**Problem to work on:**
Rewrite every line of the data between the lines holding "of the lips?" and "[[[151,182],[152,182],[151,180],[146,181],[147,185],[149,185]]]", inclusive, scaling each polygon coordinate by 2.4 and rounding to the nearest whole number, with halves rounded up. Leave the other wording on those lines as it is.

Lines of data
▼

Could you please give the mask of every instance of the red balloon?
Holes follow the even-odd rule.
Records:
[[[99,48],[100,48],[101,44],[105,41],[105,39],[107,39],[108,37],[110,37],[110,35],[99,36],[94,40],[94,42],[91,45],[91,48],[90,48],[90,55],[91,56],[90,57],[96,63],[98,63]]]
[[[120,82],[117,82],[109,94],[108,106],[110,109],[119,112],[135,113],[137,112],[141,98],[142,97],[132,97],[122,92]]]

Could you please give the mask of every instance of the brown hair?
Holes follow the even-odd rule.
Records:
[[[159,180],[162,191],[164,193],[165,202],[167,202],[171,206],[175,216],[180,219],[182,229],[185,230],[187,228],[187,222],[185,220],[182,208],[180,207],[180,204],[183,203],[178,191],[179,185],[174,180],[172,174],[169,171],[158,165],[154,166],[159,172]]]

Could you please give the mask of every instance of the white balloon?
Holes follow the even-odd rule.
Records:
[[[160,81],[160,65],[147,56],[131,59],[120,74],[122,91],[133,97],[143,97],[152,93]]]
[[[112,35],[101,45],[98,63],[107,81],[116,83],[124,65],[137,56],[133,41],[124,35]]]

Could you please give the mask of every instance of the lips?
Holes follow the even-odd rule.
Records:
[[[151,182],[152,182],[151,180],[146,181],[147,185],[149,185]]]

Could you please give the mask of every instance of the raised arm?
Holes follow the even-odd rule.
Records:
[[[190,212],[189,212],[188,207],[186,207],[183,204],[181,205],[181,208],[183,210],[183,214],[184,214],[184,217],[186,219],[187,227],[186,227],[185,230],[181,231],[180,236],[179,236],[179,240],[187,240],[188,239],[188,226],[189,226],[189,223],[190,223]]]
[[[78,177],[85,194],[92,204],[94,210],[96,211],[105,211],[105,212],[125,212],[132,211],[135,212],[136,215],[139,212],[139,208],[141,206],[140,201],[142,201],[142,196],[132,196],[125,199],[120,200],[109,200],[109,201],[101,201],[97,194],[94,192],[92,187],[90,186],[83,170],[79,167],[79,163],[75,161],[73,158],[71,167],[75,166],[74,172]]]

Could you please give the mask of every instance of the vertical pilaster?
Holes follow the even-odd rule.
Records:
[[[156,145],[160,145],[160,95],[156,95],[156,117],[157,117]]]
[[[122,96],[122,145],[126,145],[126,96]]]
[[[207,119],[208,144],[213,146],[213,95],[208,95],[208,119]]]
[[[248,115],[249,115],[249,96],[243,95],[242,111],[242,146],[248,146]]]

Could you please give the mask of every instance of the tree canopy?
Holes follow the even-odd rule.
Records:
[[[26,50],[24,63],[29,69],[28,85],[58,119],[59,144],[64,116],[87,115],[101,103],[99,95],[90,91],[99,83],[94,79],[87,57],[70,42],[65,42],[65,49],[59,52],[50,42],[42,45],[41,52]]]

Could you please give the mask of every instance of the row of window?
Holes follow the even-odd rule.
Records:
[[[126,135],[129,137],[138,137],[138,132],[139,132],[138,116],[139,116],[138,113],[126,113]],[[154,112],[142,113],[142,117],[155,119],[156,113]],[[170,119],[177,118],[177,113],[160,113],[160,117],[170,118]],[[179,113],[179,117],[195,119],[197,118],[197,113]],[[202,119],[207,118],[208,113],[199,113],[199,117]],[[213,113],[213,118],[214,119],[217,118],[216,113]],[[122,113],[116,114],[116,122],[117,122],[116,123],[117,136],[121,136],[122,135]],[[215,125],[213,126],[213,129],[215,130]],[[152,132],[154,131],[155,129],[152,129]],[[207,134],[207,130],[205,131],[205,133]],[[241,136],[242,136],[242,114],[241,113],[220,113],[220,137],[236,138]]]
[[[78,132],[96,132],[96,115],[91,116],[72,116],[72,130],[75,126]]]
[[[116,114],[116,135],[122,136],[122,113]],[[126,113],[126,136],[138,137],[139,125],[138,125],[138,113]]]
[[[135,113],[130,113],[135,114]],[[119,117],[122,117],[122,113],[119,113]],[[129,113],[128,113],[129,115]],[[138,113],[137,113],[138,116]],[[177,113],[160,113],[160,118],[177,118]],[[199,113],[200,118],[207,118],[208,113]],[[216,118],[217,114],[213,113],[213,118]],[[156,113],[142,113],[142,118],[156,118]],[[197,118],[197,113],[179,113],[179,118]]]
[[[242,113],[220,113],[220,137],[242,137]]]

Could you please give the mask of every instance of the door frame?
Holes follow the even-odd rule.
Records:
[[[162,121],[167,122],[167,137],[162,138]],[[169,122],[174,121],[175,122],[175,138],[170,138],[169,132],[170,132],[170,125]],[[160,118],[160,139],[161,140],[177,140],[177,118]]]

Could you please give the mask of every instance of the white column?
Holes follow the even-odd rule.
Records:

▲

**Task solution:**
Could you please give the mask of every instance of the lips?
Holes follow the even-odd rule.
Records:
[[[362,437],[365,437],[362,432],[350,434],[353,444],[358,444]]]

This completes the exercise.